*** EXERCISE MATERIAL Section Begins ***

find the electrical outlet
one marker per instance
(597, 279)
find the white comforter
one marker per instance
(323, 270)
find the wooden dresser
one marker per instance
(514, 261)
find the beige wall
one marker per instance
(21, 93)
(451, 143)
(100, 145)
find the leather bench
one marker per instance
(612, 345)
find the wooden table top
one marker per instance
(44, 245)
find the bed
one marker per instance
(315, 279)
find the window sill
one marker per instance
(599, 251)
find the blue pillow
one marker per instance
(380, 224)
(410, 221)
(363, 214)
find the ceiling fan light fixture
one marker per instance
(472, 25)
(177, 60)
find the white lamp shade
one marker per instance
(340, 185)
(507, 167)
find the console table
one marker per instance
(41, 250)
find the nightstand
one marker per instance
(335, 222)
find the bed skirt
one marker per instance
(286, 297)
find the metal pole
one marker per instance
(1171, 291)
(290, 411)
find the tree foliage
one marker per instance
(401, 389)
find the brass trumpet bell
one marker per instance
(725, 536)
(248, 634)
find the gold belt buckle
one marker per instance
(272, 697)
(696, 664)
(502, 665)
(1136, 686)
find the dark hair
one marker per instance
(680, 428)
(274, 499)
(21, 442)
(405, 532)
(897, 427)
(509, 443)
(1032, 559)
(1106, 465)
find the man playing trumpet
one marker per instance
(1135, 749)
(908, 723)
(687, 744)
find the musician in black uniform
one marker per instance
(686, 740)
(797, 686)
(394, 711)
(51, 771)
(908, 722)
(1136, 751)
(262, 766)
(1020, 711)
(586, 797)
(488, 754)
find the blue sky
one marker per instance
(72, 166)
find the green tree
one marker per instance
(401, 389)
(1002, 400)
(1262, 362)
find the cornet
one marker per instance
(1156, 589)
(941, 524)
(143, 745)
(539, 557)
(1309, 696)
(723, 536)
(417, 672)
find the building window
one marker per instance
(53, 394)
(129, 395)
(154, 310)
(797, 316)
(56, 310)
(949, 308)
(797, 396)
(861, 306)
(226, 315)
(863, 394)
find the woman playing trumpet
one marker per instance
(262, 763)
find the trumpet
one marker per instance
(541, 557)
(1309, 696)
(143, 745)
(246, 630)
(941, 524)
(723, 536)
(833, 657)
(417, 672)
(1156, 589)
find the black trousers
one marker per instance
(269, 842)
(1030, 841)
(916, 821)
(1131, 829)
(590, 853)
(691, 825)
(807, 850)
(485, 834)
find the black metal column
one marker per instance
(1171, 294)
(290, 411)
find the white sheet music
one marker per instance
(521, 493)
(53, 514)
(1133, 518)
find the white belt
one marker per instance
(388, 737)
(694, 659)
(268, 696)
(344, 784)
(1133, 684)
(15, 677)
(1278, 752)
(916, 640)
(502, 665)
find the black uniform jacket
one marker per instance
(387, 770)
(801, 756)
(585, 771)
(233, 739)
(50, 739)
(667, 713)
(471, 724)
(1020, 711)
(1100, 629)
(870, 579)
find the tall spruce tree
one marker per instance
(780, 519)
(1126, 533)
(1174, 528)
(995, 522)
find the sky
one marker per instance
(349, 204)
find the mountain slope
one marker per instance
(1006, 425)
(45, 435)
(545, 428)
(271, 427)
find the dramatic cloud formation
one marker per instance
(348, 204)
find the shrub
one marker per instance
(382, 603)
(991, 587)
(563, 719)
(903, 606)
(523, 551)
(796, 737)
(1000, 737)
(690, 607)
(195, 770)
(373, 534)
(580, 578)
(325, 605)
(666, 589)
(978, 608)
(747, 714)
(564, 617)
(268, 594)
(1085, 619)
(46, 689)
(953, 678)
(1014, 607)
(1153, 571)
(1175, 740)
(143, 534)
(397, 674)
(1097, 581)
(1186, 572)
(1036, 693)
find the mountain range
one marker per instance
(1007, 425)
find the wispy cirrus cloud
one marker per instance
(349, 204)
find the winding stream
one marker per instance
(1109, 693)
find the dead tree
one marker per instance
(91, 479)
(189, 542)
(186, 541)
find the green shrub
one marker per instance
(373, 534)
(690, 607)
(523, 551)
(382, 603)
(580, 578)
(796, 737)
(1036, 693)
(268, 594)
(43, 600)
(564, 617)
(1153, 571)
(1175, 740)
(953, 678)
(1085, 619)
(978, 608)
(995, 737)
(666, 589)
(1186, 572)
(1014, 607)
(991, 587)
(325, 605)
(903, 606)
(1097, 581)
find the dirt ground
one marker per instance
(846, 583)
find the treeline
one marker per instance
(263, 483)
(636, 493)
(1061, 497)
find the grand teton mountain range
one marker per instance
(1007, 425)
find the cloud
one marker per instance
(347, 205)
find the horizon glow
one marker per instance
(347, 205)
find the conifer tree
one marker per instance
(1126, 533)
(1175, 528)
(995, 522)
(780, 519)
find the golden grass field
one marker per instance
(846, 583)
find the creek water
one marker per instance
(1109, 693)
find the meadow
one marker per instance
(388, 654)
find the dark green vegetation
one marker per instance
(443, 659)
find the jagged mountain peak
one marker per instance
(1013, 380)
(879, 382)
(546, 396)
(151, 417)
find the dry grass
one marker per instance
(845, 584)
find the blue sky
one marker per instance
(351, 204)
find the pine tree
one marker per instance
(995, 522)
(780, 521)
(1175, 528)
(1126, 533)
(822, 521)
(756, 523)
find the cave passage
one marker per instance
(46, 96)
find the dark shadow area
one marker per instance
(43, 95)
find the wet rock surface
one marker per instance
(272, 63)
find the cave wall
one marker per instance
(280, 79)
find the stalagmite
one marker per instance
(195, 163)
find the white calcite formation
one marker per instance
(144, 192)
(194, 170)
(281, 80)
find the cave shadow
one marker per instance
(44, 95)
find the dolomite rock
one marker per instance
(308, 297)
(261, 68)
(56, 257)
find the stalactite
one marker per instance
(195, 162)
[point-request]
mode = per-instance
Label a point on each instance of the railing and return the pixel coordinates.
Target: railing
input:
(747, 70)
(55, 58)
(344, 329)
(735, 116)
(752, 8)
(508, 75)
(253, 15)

*** EXERCISE MATERIAL Section Ends ***

* **WHAT THE EXERCISE ASKS**:
Which lines above hold the string "wall"? Copy each of them.

* **ANSWER TO THE EXERCISE**:
find the beige wall
find the cave wall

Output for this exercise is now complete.